> WHAT THIS TASK INVOLVES: Please reproduce all of the following lines word for word, leaving out the pictures.

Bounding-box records
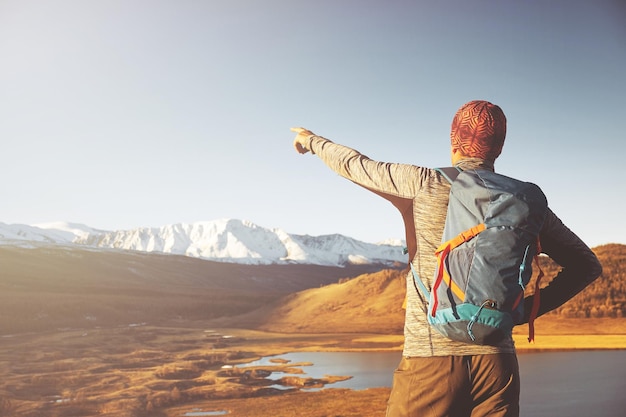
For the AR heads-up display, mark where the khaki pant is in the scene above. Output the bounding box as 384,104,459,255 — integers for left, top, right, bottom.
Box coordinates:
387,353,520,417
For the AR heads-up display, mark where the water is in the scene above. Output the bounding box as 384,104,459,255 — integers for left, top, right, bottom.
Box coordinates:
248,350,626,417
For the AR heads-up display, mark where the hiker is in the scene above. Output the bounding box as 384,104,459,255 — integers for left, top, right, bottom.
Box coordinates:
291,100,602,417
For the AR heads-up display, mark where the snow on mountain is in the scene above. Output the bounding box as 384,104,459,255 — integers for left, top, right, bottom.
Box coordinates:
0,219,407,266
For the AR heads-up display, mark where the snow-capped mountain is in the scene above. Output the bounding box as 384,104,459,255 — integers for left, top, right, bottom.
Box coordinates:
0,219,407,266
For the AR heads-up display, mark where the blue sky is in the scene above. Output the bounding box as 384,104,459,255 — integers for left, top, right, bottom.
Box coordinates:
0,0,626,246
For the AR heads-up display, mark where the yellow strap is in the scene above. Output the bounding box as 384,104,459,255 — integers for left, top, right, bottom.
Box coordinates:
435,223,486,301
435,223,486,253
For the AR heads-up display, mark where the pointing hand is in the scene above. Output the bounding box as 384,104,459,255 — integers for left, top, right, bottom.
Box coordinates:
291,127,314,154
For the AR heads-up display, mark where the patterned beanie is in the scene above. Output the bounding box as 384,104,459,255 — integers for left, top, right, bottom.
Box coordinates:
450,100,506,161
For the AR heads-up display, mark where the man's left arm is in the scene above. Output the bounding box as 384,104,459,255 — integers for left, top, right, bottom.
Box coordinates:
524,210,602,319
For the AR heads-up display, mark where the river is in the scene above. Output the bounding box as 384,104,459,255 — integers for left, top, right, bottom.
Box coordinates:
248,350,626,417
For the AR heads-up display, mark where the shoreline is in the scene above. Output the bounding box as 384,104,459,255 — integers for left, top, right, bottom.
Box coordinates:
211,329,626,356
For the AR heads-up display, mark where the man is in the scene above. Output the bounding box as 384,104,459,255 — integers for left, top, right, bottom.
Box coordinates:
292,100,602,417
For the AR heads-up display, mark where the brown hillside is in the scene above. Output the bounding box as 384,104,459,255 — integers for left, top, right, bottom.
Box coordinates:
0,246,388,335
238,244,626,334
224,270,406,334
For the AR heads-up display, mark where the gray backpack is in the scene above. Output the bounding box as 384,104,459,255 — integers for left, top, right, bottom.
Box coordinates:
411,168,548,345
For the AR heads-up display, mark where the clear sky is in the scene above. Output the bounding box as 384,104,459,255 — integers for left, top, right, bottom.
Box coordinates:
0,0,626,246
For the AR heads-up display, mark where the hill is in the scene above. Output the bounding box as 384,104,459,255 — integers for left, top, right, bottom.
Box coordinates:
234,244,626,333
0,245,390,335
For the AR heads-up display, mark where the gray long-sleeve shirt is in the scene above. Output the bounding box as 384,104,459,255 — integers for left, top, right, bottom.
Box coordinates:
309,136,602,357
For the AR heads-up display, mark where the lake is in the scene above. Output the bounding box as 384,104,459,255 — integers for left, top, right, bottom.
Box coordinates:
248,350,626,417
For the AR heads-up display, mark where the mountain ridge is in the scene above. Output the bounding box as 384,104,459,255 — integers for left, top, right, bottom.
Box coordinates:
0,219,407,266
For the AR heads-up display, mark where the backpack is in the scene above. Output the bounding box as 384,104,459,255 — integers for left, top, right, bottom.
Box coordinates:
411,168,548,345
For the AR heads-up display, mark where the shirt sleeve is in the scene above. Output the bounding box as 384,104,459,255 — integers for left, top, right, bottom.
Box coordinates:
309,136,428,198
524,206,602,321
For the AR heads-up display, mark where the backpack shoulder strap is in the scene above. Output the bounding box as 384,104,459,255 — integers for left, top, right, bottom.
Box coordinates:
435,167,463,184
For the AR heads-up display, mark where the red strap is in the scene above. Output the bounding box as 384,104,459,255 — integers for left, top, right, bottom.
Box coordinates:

> THE RESPONSE:
For the AR heads-up display, mark where the khaki pant is in the scene above. Output the bounding box as 384,104,459,255 — integers for left, top, right, bottom.
Box coordinates:
387,353,520,417
For the AR heads-up display, mark where the water is in the scene above. Output the bounding box as 384,104,459,255 — integers for left, top, right, bottom.
Box coordinates:
248,350,626,417
For the AR heads-up display, mark where the hiker is in the scene above. Output the bounding box as 384,104,459,255 — integers for left, top, right, bottom.
Box coordinates:
291,100,602,417
For the AR heads-up display, mark where the snow on mountain is in the scene above. Output the bounding box as 384,104,459,255 — integers for left, top, right, bottom.
Box coordinates:
0,219,407,266
For the AR heads-up display, mark where the snow-capped mountain is in the scene above. Output the bounding box as 384,104,459,255 — integers for left, top, right, bottom.
Box coordinates:
0,219,407,266
For the AR heads-up display, mark where the blue sky is in the scene above. Output the bounding box as 384,104,459,255 — integers for left, top, right, bottom.
Box coordinates:
0,0,626,246
For the AR heads-up display, mark where the yellow strap is in the scene above. Output the bounding box as 384,104,459,255 — integers for left, top, right, bottom.
Box coordinates:
435,223,486,301
435,223,486,253
For the AR heads-up display, mark where the pointing hand is in the scene above. Output the bounding box as 384,104,459,255 — integers for left, top, right, bottom.
Box coordinates:
291,127,314,154
For the AR heads-up display, mark where the patterned beanie is in the scene above. Output the bounding box as 384,104,459,255 — integers for left, top, right, bottom.
Box coordinates:
450,100,506,161
For the AR heads-up display, mark where the man's left arm is in the scene above. Output the bounding box as 384,104,459,255 — integers for left, top, right, bottom.
Box coordinates:
524,210,602,319
For the AR heads-up display, mark where the river is in the scene above. Output the bounding box as 384,104,459,255 — integers for left, top, right, bottom.
Box coordinates:
248,350,626,417
For the AR heads-up display, mark where the shoreline is in the scene above. Output the bounding box as 384,104,459,255 — integers for left, top, right, bottom.
Box coordinates:
211,329,626,356
For the AR heads-up display, mark where the man is in the scene above. Output the bounding box as 384,104,459,255 — integers for left, top, right, bottom.
Box coordinates:
292,100,602,417
For the AR heads-up display, mark where the brown hillside is in the scene above. Output the bounding box as 384,104,459,255 — integers for left, top, right, bottom.
Box coordinates:
0,246,388,335
238,244,626,334
224,270,406,334
For the AR heads-up display, mark where the gray backpack is in the scene above. Output the bounding box as 384,104,459,255 — integers for left, top, right, bottom.
Box coordinates:
411,168,548,345
For the AR heads-up display, mark where the clear sky is in the scene above. Output the bounding box as 384,104,459,255 — integers for left, top, right, bottom.
Box coordinates:
0,0,626,246
For the AR heads-up display, mark where the hill is in the scene above. Output the bounding box as 384,104,459,255 — integers for left, top, right, bottom.
Box coordinates:
234,244,626,333
0,245,390,335
For the AR heads-up display, mark where the gray long-sleeve shirt is in the scene above. Output the bounding box as 384,104,459,255 — integers for left, top, right, bottom.
Box coordinates:
309,136,602,357
For the AR heads-up display, mark where the lake is in the scene above. Output the bounding box as 384,104,459,255 — integers for left, top, right, bottom.
Box coordinates:
248,350,626,417
For the AR heads-up display, mark where the mountain ridge is in the scene above. Output the bounding box as 384,104,459,255 — integers for left, top, right, bottom.
Box coordinates:
0,219,407,266
For the AR heads-up display, mark where the backpack is in the scene above. Output the bounding box as 384,104,459,255 — integers for left, top, right, bottom.
Box coordinates:
411,168,548,345
For the AR heads-up display, mark where the shirt sleeve is in the scene above. Output the bounding box as 384,104,459,255 — integers for left, top, right, bottom.
Box coordinates:
309,136,428,198
524,206,602,321
For the AR heads-up display, mark where the backpack shoulder strap is in the scene above. Output the bounding box as 384,104,459,255 — integers for left, top, right, bottom.
Box coordinates:
435,167,463,184
For the AR heads-up display, mark where the red strap is in the scene above. Output the bounding box as 384,104,459,255 — integers for left, top, right, bottom.
Box coordinates:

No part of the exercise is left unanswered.